═════ EXTRACTED TEXT ═════

Minnelide gives new hope for patients with pancreatic cancer

A new drug created at the University of Minnesota may hold the answer to defeating pancreatic cancer, according to results published today in the prestigious journal Science Translational Medicine.

The study is based on successful outcomes in a mouse model - results researchers expect to carry over to human patients when the drug potentially begins human trials in 2013.

The drug, Minnelide, is a type of injectable chemotherapy designed to target tumor cells. The drug works by inhibiting a heat shock protein, HSP 70, which has been proven to aid the growth of tumor cells. By stopping HSP 70 from working, Minnelide disperses the cells integral to the tumor's growth and the cancer disintegrates. The drug is based on patented technology designed in the lab of Ashok Saluja, Ph.D., professor and vice chair of research in the University of Minnesota Medical School's Department of Surgery. Selwyn Vickers, M.D., chairman of the Department of Surgery, Gunda Georg, Ph.D., director of the Institute for Therapeutics Discovery and Development in the College of Pharmacy, and Bruce Blazar, M.D., director of the Center for Translational Medicine, also partnered on this project. Pancreatic cancer is the most lethal of all cancers. This year alone, more than 44,000 Americans will be diagnosed with the disease and the median survival time following a pancreatic cancer diagnosis is just six months.

"A diagnosis of pancreatic cancer is incredibly grim. There is no good way to treat or cure this particular type of cancer," said Saluja, who holds the Eugene C. and Gail V. Sit Chair in Pancreatic and Gastrointestinal Cancer Research, "and the best options currently available offer just six weeks of added survival. It is far from tackling the real problem which is that pancreatic cancer tumor cells make survival proteins, rendering them increasingly difficult to defeat." In 2007, Saluja and his collaborators discovered pancreatic cancer cells have too much HSP 70, which protects cells from dying. Because of this excess protein, pancreatic cancer cells are difficult to target with drugs, meaning the logical next step in fighting the cancer was to determine how to inhibit HSP 70 in these tumor cells.

Saluja found that triptolide, a compound derived from plants in China, worked to halt the development of HSP 70 in tumor cells, but because triptolide is not water soluble, it was still difficult to administer to patients. The Saluja lab, in collaboration with the Department of Medicinal Chemistry, worked to make triptolide water soluble. They named their drug Minnelide as a nod to the compound from which it was derived, triptolide, and its discovery location, the University of Minnesota.

The University of Minnesota holds the patent on the modifying factors that create Minnelide from triptolide. It has been licensed to Minneamrita Therapeutics LLC for production.

═════ EXTRACTED ENTRIES ═════

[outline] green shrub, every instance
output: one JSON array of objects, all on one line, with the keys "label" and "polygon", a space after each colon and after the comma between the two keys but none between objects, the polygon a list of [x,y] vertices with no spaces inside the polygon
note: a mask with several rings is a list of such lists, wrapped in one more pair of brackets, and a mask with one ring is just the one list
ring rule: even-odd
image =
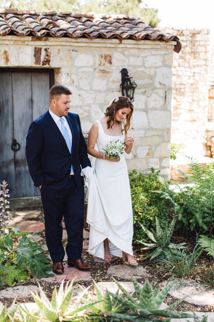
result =
[{"label": "green shrub", "polygon": [[176,194],[177,227],[189,233],[196,232],[212,237],[214,235],[214,172],[192,158],[189,159],[188,173],[182,173],[183,181],[194,185],[180,189]]},{"label": "green shrub", "polygon": [[149,240],[140,224],[148,229],[155,228],[157,216],[161,225],[169,220],[172,210],[172,201],[162,197],[160,194],[154,192],[158,190],[167,193],[173,197],[174,193],[169,188],[168,183],[159,175],[160,171],[155,172],[151,168],[150,176],[133,170],[129,173],[129,180],[133,211],[134,236],[133,242]]},{"label": "green shrub", "polygon": [[183,145],[180,144],[172,143],[171,144],[171,153],[170,155],[170,158],[171,160],[175,160],[176,159],[177,154],[179,152],[183,147]]},{"label": "green shrub", "polygon": [[[10,219],[8,210],[10,202],[8,198],[8,185],[3,181],[0,186],[0,286],[2,279],[8,285],[13,282],[20,283],[29,279],[37,274],[39,279],[53,276],[47,272],[51,268],[49,260],[45,257],[40,245],[26,235],[29,233],[20,232],[19,227],[9,231],[6,228]],[[16,245],[14,244],[17,237],[21,238]]]},{"label": "green shrub", "polygon": [[196,244],[192,253],[186,254],[184,251],[184,250],[181,251],[179,249],[175,252],[169,252],[158,264],[162,268],[161,271],[180,278],[181,283],[184,277],[189,277],[198,268],[198,266],[195,266],[195,263],[202,252],[203,249]]},{"label": "green shrub", "polygon": [[165,257],[167,256],[169,253],[176,253],[177,250],[180,250],[186,248],[184,246],[185,243],[180,244],[173,244],[170,242],[170,239],[172,237],[175,221],[175,219],[172,220],[168,227],[167,223],[164,231],[160,225],[158,218],[156,217],[156,232],[153,229],[150,232],[141,224],[142,229],[144,231],[149,238],[153,242],[153,243],[148,243],[139,241],[139,242],[145,246],[142,250],[152,250],[150,252],[144,255],[144,257],[148,258],[150,257],[150,260],[156,260],[159,257]]}]

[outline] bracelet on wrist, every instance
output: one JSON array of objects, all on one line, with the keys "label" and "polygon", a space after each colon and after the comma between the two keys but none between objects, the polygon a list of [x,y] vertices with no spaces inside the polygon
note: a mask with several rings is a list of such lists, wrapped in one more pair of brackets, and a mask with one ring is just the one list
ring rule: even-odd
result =
[{"label": "bracelet on wrist", "polygon": [[126,148],[127,148],[127,149],[132,149],[132,148],[133,147],[133,146],[134,145],[134,144],[133,143],[131,143],[131,144],[132,144],[132,147],[128,147],[128,146],[126,146]]}]

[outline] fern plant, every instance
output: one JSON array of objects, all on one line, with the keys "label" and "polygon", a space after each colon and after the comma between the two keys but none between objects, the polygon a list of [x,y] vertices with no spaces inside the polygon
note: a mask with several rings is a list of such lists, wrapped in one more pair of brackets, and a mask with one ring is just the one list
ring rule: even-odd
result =
[{"label": "fern plant", "polygon": [[15,312],[17,310],[17,307],[15,304],[15,301],[11,307],[7,308],[7,304],[3,305],[0,302],[0,321],[1,322],[12,322]]},{"label": "fern plant", "polygon": [[62,321],[82,322],[86,321],[86,317],[83,315],[86,309],[99,301],[90,302],[85,305],[82,305],[81,298],[84,296],[88,290],[88,289],[84,289],[74,303],[72,304],[74,280],[74,279],[72,281],[69,281],[65,285],[64,290],[63,289],[63,280],[58,292],[56,291],[56,288],[55,287],[53,291],[50,302],[39,284],[40,296],[36,291],[35,294],[32,292],[31,293],[40,311],[39,310],[36,313],[33,315],[25,306],[23,308],[19,305],[19,308],[22,310],[27,316],[33,319],[32,321],[34,319],[36,321],[42,321],[42,322],[62,322]]},{"label": "fern plant", "polygon": [[[118,305],[117,301],[109,296],[107,291],[106,290],[103,293],[102,291],[95,281],[94,282],[94,289],[97,293],[97,299],[100,301],[97,304],[93,305],[90,308],[90,311],[87,313],[89,321],[94,322],[103,321],[105,315],[107,312],[112,312],[118,314],[124,314],[129,309],[128,308],[124,307],[122,304]],[[115,293],[118,295],[119,289]],[[93,300],[88,293],[85,294],[84,297],[82,300],[85,304],[88,304],[92,303]],[[104,320],[105,321],[111,321],[112,318],[108,318],[107,317]]]},{"label": "fern plant", "polygon": [[166,223],[165,229],[163,231],[156,217],[156,232],[152,229],[151,230],[151,231],[150,232],[141,224],[142,229],[153,242],[152,243],[148,243],[141,241],[138,241],[139,243],[146,246],[142,248],[142,250],[153,250],[152,251],[144,255],[145,258],[150,257],[150,260],[151,260],[158,256],[164,258],[167,256],[169,253],[176,253],[177,249],[181,250],[186,248],[184,246],[185,244],[185,243],[173,244],[170,242],[170,239],[173,232],[175,224],[175,219],[173,219],[172,220],[168,227],[167,223]]},{"label": "fern plant", "polygon": [[202,246],[203,250],[206,251],[208,255],[214,258],[214,239],[204,235],[201,235],[198,243]]},{"label": "fern plant", "polygon": [[214,234],[214,172],[192,158],[188,173],[181,172],[183,182],[193,186],[180,189],[176,196],[177,226],[209,237]]}]

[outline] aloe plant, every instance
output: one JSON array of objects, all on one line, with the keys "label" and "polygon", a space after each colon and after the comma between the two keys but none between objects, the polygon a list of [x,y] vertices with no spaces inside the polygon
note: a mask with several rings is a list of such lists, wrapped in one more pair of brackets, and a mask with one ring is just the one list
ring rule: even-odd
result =
[{"label": "aloe plant", "polygon": [[15,305],[14,302],[13,302],[11,306],[8,308],[7,304],[3,305],[0,302],[0,321],[1,322],[13,322],[15,312],[17,310],[17,308]]},{"label": "aloe plant", "polygon": [[52,294],[52,298],[49,301],[39,284],[40,296],[35,291],[35,294],[31,292],[35,302],[40,311],[38,310],[33,314],[27,309],[19,306],[20,309],[22,310],[28,316],[31,318],[30,321],[39,322],[62,322],[62,321],[72,321],[78,322],[86,321],[83,315],[86,309],[99,302],[96,301],[81,306],[81,298],[88,290],[89,288],[84,288],[82,293],[73,304],[72,304],[72,293],[74,288],[73,284],[74,279],[69,281],[63,289],[64,280],[62,282],[58,292],[55,287]]},{"label": "aloe plant", "polygon": [[103,316],[106,318],[111,318],[114,321],[116,319],[120,321],[133,321],[140,322],[145,320],[147,321],[159,321],[160,320],[172,318],[187,318],[194,317],[194,316],[186,313],[172,311],[173,309],[180,304],[184,298],[179,300],[165,309],[160,307],[163,303],[167,293],[172,287],[175,282],[161,289],[160,287],[157,289],[152,290],[152,283],[150,284],[146,279],[141,287],[134,279],[131,277],[137,296],[135,300],[132,295],[129,294],[114,279],[115,282],[125,297],[122,297],[118,294],[114,294],[107,291],[109,296],[118,302],[124,308],[129,308],[132,310],[130,313],[125,314],[117,314],[115,312],[103,312]]},{"label": "aloe plant", "polygon": [[166,223],[166,227],[164,231],[160,226],[156,217],[156,232],[152,229],[151,230],[151,231],[150,232],[141,224],[139,223],[147,235],[154,242],[152,243],[148,243],[144,242],[141,241],[137,241],[140,243],[146,246],[142,248],[142,250],[153,250],[152,251],[144,255],[144,258],[150,257],[150,260],[151,260],[157,256],[162,258],[166,257],[167,257],[167,254],[170,252],[175,254],[177,250],[180,250],[186,248],[184,246],[185,243],[173,244],[170,242],[170,239],[172,237],[175,227],[175,219],[172,220],[168,226],[167,223]]},{"label": "aloe plant", "polygon": [[[116,314],[120,313],[124,314],[127,312],[128,308],[124,307],[122,304],[118,305],[117,301],[111,298],[109,295],[107,290],[103,292],[100,289],[95,281],[93,280],[94,289],[97,293],[98,300],[100,301],[99,303],[93,305],[90,308],[90,311],[87,312],[87,316],[89,321],[92,321],[94,322],[101,321],[114,321],[112,318],[106,317],[103,318],[106,312],[111,312]],[[119,294],[119,289],[115,293],[116,295]],[[86,294],[84,295],[84,298],[82,299],[82,300],[85,304],[89,304],[93,302],[93,300],[89,294]],[[117,321],[118,321],[117,320]]]}]

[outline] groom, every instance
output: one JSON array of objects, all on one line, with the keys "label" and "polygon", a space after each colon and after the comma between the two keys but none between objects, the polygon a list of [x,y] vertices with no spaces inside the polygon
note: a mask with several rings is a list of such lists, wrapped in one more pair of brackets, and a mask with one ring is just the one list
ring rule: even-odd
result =
[{"label": "groom", "polygon": [[81,258],[84,184],[81,175],[81,167],[91,166],[79,117],[68,112],[72,94],[62,85],[53,86],[49,92],[49,109],[32,122],[26,139],[29,171],[34,185],[40,190],[53,271],[60,274],[64,272],[63,216],[68,235],[68,265],[79,269],[92,268]]}]

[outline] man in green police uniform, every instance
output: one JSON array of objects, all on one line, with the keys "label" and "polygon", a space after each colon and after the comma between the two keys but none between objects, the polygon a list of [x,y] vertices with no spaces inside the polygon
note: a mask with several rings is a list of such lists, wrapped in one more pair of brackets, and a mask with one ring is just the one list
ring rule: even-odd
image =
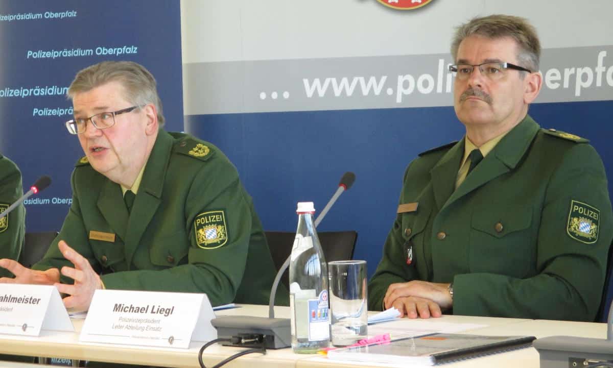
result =
[{"label": "man in green police uniform", "polygon": [[66,127],[85,152],[72,205],[44,258],[32,269],[2,260],[16,275],[2,280],[55,284],[75,309],[103,288],[267,304],[275,266],[251,197],[217,148],[161,129],[149,72],[101,62],[79,72],[68,95]]},{"label": "man in green police uniform", "polygon": [[[0,213],[23,195],[21,173],[17,165],[0,154]],[[25,232],[26,209],[20,203],[10,213],[0,218],[0,257],[19,257]],[[0,269],[0,277],[11,276]]]},{"label": "man in green police uniform", "polygon": [[450,69],[466,135],[406,168],[371,309],[594,320],[613,238],[607,179],[587,140],[527,115],[539,54],[520,18],[459,28]]}]

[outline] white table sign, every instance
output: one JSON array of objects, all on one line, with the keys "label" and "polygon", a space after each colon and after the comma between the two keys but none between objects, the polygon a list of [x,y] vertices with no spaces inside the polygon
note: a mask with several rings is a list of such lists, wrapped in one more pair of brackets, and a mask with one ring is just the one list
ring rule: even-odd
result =
[{"label": "white table sign", "polygon": [[79,339],[187,348],[217,338],[215,317],[205,294],[96,290]]},{"label": "white table sign", "polygon": [[58,289],[0,284],[0,334],[38,336],[41,330],[74,331]]}]

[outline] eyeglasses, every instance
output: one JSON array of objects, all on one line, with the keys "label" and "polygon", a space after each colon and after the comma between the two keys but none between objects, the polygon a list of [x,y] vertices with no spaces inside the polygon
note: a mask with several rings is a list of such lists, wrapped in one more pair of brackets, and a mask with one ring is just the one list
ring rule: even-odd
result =
[{"label": "eyeglasses", "polygon": [[470,75],[474,70],[474,67],[479,67],[479,70],[484,76],[491,80],[498,80],[506,74],[508,69],[515,69],[516,70],[522,70],[531,73],[530,69],[527,69],[524,67],[520,67],[510,62],[490,62],[471,65],[470,64],[459,64],[457,65],[450,65],[449,71],[455,73],[455,78],[460,80],[466,80],[468,79]]},{"label": "eyeglasses", "polygon": [[77,118],[66,122],[66,129],[70,134],[81,134],[87,129],[87,121],[91,120],[91,124],[96,129],[105,129],[115,125],[115,117],[125,113],[129,113],[142,106],[132,106],[116,111],[100,113],[92,115],[89,118]]}]

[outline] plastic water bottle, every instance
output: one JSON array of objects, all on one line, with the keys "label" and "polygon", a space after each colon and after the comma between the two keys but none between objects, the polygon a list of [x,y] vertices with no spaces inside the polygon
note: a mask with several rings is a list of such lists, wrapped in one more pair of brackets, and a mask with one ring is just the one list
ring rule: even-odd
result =
[{"label": "plastic water bottle", "polygon": [[299,202],[298,230],[289,263],[292,349],[316,353],[330,342],[328,268],[317,237],[313,202]]}]

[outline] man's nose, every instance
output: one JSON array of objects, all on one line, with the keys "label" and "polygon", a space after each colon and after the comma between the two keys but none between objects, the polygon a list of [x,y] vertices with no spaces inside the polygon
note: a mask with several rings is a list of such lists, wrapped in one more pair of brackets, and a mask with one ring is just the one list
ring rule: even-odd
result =
[{"label": "man's nose", "polygon": [[473,72],[468,76],[468,85],[471,87],[482,87],[485,77],[479,67],[473,67]]},{"label": "man's nose", "polygon": [[97,137],[100,135],[100,129],[96,127],[91,119],[88,119],[85,122],[85,131],[82,133],[82,134],[86,137]]}]

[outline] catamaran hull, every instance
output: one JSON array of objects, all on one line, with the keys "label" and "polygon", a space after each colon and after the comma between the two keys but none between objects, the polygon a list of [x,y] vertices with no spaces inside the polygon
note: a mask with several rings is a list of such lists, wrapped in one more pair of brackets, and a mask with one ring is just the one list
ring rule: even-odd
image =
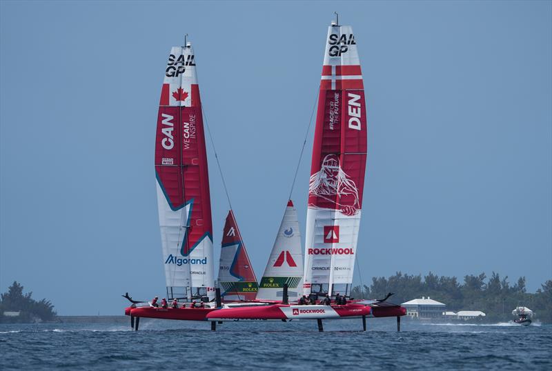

═════

● ACTIVITY A: According to the Minnelide article, which heat shock protein does Minnelide inhibit?
● ACTIVITY B: List every person whom the Minnelide article names with a Ph.D. or M.D. title.
● ACTIVITY C: Copy the passage of the Minnelide article from "Minnelide gives new" to "trials in 2013.".
The items are separate material and have no connection to the Minnelide article.

● REPLY A: HSP 70

● REPLY B: Ashok Saluja, Selwyn Vickers, Gunda Georg, Bruce Blazar

● REPLY C:
Minnelide gives new hope for patients with pancreatic cancer

A new drug created at the University of Minnesota may hold the answer to defeating pancreatic cancer, according to results published today in the prestigious journal Science Translational Medicine.

The study is based on successful outcomes in a mouse model - results researchers expect to carry over to human patients when the drug potentially begins human trials in 2013.